**Instructions for the task**
Edit the data so that every "mountain range" becomes "ridge", with all else left unchanged. Leave the pictures out of your answer.

## BEGIN Information supplied

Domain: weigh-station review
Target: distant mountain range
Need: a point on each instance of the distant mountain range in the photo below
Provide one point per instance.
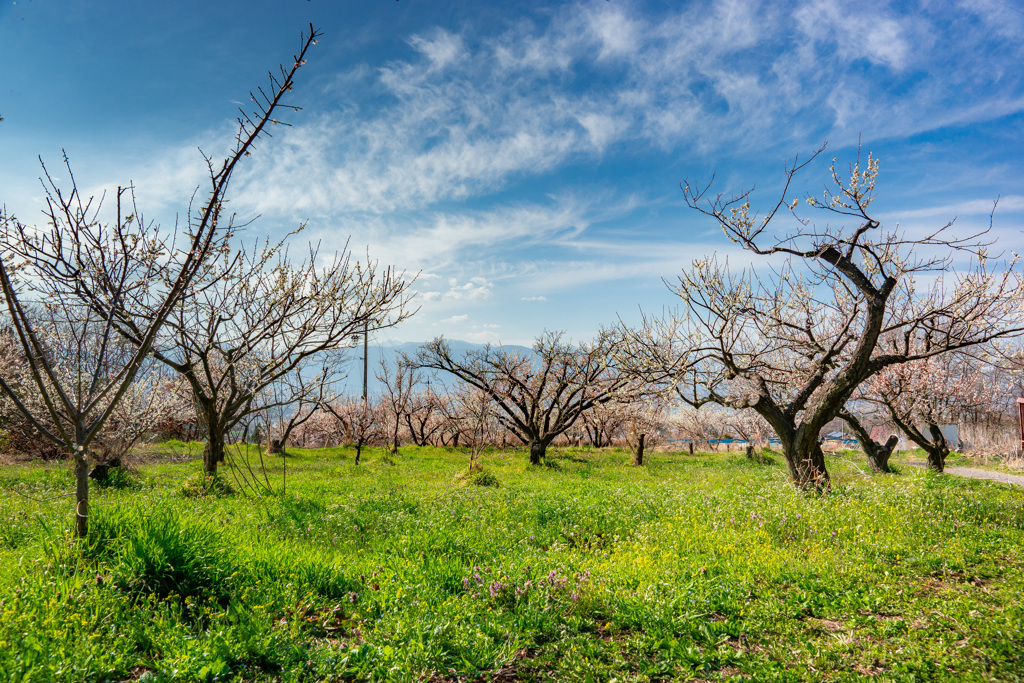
(390, 353)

## END Information supplied

**Complete response**
Domain: weigh-station review
Target: distant ridge
Need: a point on each instance of the distant ridge in the photo below
Provide one point per instance.
(390, 353)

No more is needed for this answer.